→ **ИСХОДНЫЙ ОТРЫВОК**:
+ + +

Почему святые летали на крыльях, имели такую удивительную благодать? Потому, что был великий подвиг. Но они эту благодать взяли не подвигом, они подвигом познали свою немощь и смирились. А поскольку познали свою немощь в самых последних ее безднах и глубинах, то и смирились, что называется, до зела. А потому и нищета их самая глубокая, искренняя и подлинная; и благодати очень много. Вот такой парадокс. Поэтому говорить, что ничего не делать, это просто не про то вообще. Но сколько бы вы ни делали, ничего не добьетесь. Вы добьетесь в любом случае только одного результата – познаете, что ничего не можете. И это здорово, потому что именно с этого и начинается спасение.

+ + +

→ **ДАННЫЕ УПРАЖНЕНИЯ**:
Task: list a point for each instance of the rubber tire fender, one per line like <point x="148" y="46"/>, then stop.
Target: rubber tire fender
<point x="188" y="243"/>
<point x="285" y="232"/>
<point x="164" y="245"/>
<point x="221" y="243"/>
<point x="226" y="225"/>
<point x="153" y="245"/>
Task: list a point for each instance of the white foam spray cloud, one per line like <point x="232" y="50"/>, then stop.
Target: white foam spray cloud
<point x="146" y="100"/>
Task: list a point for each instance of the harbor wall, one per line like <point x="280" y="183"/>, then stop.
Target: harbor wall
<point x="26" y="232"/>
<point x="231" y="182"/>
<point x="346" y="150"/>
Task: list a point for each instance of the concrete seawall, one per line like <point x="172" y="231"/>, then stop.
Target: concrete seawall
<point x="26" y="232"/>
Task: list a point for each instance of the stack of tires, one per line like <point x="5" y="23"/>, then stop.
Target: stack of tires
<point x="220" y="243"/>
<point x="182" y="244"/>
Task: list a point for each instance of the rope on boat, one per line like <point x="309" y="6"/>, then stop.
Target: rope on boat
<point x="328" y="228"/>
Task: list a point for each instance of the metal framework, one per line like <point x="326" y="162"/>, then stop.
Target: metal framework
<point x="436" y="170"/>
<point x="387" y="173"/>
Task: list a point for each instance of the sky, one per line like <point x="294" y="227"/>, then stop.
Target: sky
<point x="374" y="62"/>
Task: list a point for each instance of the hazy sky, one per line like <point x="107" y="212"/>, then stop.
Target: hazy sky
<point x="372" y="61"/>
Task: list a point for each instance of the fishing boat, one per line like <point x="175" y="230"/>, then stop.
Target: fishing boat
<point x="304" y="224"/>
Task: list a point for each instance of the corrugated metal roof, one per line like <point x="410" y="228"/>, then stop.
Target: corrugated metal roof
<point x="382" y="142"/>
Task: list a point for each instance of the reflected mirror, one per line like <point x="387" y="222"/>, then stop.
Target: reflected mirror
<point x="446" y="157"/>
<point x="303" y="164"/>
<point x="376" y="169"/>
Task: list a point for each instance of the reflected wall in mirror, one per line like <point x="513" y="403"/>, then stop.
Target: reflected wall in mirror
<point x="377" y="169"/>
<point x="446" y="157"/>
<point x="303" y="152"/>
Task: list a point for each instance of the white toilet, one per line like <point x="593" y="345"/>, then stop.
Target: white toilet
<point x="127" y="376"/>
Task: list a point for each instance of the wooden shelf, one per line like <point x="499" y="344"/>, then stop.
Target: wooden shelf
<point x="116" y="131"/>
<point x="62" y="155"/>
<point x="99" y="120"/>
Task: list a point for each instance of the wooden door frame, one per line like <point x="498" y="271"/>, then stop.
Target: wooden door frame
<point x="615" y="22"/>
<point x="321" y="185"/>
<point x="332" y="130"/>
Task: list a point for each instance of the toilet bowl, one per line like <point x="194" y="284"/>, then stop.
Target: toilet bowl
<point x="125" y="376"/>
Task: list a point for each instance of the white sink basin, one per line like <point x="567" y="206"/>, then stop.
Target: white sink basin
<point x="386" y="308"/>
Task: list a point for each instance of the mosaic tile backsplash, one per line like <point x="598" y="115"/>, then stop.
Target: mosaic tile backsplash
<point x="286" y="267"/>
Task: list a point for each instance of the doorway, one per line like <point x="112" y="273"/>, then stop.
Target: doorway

+ + +

→ **ЧТО НУЖНО СДЕЛАТЬ**:
A: Ответьте на вопросы по фрагменту о святых и смирении:
(i) Чем святые, по словам фрагмента, познали свою немощь?
(ii) Какими тремя словами описана нищета святых?
(iii) Какого единственного результата, согласно фрагменту, добьются в любом случае?
B: Напишите продолжение фрагмента о святых и смирении, начиная сразу после его последнего предложения.
Перечень для выполнения заданий не понадобится.

→ **ОТВЕТЫ К УПРАЖНЕНИЮ**:
A:
(i) Подвигом.
(ii) Самая глубокая, искренняя и подлинная.
(iii) Познают, что ничего не могут.

B:
Во-вторых, вопрос о границах и о месте моей свободы, который поднимает в этом слове преподобный Ефрем Сирин, и говорит о том, что какая-то свобода человеку доступна и возможна. Процитирую еще раз кусочек 166-го абзаца: Свобода, возможная человеку, состоит только в решимости или нерешимости противостоять дьяволу; при возможности же такой противиться, не имеет он совершенной власти над страстями. То есть человек имеет или не имеет решимость сопротивляться всем прилогам врага. Только решимость, а власть или силу победить наносимые им искушения он не может иметь. Он готов до конца стоять за Христа – вот то, что он может сделать. Но будет он стоять или не будет, решает не он, а благодать. Но если он не решит стоять до конца, то и благодати не будет. Ей некуда падать, не за что цепляться, не на что бросать свои семена, нечего использовать для того, чтобы сопротивляться искушению.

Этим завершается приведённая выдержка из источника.